* To do *
When you reach the line that contains "Query: muddy man" in the data below, start reproducing lines exactly, and stop after the line that contains "Query: brick wall".
----------
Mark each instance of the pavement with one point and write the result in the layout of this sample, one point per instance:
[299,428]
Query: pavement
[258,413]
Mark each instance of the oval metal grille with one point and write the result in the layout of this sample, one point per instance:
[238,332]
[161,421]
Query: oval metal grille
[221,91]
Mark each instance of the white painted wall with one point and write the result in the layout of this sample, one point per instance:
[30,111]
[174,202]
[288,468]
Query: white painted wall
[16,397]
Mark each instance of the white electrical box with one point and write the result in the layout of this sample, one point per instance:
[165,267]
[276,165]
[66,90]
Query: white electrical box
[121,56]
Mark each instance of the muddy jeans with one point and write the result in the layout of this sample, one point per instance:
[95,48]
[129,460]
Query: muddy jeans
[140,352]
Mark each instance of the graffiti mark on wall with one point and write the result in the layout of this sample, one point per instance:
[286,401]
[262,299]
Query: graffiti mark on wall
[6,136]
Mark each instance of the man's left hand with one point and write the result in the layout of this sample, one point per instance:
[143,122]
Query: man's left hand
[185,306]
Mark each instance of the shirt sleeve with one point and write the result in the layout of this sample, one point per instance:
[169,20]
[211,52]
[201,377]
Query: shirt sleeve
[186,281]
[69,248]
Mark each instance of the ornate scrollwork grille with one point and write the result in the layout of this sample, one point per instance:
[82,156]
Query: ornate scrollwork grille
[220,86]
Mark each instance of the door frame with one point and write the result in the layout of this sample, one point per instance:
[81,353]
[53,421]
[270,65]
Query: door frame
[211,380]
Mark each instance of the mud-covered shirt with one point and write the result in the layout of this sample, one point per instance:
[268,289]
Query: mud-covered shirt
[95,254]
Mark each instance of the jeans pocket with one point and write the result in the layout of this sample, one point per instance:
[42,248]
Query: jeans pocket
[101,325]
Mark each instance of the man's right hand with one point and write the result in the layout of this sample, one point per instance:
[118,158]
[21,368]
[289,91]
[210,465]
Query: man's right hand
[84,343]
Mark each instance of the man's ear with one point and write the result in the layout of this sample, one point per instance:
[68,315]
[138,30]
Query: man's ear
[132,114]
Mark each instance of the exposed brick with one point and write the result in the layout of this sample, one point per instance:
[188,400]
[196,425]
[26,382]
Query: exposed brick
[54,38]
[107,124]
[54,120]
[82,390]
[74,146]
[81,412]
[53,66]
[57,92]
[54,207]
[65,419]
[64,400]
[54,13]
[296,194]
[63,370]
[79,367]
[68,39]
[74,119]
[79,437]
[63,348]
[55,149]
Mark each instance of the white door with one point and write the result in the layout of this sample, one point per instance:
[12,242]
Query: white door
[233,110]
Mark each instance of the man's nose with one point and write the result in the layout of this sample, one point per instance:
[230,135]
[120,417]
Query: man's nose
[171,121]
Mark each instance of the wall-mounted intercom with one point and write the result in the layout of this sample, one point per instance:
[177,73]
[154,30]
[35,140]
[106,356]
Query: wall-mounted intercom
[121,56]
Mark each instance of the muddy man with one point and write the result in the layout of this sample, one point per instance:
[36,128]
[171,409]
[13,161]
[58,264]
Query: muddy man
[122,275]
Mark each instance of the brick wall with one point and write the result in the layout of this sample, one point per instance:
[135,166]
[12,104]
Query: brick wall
----------
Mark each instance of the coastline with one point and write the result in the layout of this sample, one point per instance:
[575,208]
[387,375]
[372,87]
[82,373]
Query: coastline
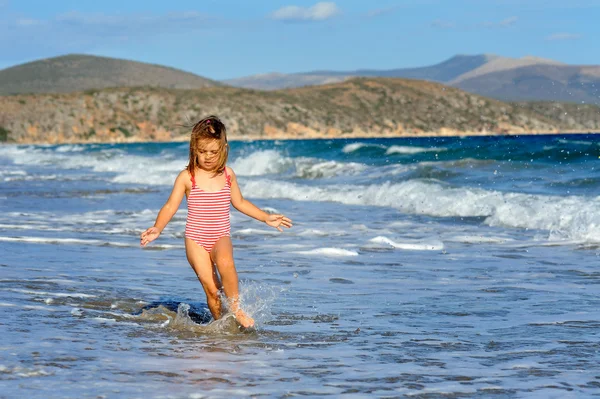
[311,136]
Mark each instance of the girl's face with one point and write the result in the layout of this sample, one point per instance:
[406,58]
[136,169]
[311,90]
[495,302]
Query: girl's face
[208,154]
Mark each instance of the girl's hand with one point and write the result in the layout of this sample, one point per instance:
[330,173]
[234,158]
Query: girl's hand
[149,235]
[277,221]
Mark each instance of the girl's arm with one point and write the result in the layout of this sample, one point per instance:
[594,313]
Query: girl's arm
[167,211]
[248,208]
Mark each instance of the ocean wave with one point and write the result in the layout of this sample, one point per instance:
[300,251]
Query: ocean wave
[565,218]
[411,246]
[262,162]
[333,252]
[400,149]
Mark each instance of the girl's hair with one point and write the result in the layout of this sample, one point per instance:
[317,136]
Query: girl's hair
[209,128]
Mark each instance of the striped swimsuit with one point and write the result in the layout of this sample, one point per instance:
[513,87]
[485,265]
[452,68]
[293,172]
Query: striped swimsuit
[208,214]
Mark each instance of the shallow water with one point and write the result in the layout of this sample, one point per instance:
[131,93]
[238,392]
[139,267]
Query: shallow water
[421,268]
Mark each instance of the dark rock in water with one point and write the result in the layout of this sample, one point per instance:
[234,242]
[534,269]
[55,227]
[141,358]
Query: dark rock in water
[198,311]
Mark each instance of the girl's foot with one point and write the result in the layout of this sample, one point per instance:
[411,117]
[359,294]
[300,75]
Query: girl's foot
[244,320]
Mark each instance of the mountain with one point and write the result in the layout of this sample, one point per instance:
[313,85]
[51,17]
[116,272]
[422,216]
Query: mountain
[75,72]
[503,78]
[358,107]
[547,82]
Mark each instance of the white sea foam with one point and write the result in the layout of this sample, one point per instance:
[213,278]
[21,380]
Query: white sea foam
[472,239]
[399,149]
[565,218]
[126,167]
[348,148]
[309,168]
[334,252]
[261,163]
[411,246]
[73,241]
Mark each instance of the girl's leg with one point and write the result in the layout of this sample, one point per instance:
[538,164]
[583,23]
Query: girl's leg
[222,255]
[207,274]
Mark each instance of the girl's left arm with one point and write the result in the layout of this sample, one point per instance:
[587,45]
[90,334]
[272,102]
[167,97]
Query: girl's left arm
----------
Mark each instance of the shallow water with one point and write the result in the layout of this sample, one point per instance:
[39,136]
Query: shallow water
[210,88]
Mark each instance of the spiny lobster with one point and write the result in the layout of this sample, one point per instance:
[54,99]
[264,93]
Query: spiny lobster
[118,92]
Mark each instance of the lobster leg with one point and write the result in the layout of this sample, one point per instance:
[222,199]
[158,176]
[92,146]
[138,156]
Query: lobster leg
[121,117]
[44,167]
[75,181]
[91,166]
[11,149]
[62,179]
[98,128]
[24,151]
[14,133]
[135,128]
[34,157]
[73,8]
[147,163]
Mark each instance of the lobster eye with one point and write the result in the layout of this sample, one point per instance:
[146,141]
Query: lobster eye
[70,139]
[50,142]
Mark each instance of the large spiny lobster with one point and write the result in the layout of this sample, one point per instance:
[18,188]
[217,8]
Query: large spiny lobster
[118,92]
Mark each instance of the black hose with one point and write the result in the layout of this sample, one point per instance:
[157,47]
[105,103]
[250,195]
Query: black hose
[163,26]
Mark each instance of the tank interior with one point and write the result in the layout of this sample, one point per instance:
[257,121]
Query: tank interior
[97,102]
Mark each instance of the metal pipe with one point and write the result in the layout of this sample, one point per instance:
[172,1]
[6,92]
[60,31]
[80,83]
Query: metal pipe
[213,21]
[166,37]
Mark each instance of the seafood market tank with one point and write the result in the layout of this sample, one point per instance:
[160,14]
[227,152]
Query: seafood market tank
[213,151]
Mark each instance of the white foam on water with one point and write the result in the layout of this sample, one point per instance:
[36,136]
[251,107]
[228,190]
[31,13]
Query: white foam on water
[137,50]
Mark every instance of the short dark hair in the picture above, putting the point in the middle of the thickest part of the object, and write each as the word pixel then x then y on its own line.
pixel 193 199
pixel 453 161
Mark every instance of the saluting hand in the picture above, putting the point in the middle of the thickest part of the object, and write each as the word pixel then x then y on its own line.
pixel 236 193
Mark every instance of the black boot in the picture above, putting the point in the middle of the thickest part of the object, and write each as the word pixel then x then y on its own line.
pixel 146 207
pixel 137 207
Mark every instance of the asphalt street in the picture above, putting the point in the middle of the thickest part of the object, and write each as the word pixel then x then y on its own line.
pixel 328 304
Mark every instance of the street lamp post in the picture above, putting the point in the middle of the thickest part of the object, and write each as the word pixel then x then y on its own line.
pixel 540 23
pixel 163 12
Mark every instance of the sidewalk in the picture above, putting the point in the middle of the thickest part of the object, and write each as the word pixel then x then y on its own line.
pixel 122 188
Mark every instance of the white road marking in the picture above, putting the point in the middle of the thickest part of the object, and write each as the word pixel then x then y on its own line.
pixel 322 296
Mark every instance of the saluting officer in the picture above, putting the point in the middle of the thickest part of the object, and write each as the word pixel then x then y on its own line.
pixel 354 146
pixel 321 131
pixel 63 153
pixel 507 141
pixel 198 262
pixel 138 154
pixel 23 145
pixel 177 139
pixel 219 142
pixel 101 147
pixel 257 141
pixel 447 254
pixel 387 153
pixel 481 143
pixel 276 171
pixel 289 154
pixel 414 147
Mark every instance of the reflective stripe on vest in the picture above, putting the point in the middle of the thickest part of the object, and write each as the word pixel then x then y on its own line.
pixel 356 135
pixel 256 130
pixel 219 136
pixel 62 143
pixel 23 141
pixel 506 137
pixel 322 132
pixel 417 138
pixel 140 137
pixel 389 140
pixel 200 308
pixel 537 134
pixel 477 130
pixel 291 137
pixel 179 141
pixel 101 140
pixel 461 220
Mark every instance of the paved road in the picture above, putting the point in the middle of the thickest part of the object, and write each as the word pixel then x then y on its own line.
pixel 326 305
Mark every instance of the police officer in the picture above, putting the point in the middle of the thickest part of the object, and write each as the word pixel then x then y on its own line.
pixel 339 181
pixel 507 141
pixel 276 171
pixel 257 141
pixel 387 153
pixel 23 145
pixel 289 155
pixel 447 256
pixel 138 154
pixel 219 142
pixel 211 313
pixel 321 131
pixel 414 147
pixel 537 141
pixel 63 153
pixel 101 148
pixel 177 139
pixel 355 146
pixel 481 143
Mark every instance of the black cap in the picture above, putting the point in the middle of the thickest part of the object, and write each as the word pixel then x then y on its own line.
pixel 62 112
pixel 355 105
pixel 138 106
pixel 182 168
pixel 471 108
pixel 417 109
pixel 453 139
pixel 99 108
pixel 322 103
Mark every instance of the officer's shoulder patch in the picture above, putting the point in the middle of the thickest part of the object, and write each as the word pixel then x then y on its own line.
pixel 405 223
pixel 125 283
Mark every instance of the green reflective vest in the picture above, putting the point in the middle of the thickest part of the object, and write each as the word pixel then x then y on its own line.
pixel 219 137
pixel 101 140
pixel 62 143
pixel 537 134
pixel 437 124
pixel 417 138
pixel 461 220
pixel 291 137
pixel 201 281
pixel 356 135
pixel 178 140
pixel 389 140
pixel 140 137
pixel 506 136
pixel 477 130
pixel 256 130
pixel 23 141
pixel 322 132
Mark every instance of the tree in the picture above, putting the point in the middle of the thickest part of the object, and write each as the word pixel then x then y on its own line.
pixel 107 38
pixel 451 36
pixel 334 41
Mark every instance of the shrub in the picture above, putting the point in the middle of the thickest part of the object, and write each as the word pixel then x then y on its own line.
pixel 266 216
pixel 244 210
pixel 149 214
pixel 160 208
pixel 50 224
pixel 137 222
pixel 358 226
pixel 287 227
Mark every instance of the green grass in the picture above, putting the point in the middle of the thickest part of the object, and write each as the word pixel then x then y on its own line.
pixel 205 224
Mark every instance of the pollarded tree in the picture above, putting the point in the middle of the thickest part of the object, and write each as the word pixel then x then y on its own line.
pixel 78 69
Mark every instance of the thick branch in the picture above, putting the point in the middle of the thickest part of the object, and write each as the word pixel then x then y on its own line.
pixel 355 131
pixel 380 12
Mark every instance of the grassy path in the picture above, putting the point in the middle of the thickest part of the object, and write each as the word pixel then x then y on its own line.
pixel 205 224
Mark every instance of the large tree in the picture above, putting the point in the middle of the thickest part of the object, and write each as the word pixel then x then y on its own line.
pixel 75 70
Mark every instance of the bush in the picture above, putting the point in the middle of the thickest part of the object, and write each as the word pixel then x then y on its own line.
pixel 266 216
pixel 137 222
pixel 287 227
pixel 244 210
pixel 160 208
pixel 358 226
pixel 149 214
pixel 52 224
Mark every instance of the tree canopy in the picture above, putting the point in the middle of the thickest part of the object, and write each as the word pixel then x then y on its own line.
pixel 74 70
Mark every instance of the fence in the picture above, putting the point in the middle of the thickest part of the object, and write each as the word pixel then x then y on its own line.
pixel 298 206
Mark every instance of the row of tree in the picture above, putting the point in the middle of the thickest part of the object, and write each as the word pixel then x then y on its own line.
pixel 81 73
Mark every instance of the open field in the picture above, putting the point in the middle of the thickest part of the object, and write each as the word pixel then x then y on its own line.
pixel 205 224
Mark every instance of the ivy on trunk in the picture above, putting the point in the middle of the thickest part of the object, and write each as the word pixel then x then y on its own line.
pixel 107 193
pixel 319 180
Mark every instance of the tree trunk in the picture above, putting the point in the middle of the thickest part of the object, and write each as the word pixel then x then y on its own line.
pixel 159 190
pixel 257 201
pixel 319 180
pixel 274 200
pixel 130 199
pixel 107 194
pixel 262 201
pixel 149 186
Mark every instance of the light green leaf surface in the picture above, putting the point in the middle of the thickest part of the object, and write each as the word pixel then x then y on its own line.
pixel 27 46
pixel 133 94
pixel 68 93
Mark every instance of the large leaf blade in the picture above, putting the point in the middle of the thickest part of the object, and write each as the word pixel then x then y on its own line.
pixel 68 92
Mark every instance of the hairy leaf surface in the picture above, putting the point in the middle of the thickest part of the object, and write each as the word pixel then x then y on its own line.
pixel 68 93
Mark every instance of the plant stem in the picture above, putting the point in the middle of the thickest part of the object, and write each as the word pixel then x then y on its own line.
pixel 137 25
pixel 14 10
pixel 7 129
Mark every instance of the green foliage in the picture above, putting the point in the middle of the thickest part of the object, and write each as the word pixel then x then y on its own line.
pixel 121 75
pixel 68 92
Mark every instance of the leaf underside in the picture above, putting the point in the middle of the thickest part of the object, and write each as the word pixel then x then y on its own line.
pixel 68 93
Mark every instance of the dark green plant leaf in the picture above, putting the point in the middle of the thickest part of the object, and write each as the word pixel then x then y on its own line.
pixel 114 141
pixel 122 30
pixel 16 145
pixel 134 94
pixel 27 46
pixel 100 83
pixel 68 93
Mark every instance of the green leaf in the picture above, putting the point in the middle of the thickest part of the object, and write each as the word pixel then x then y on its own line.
----------
* Response below *
Query: muddy man
[122,275]
Mark each instance of the brick wall with one point and write the result in the layout of this sample, one point per instance:
[135,166]
[12,104]
Query: brick wall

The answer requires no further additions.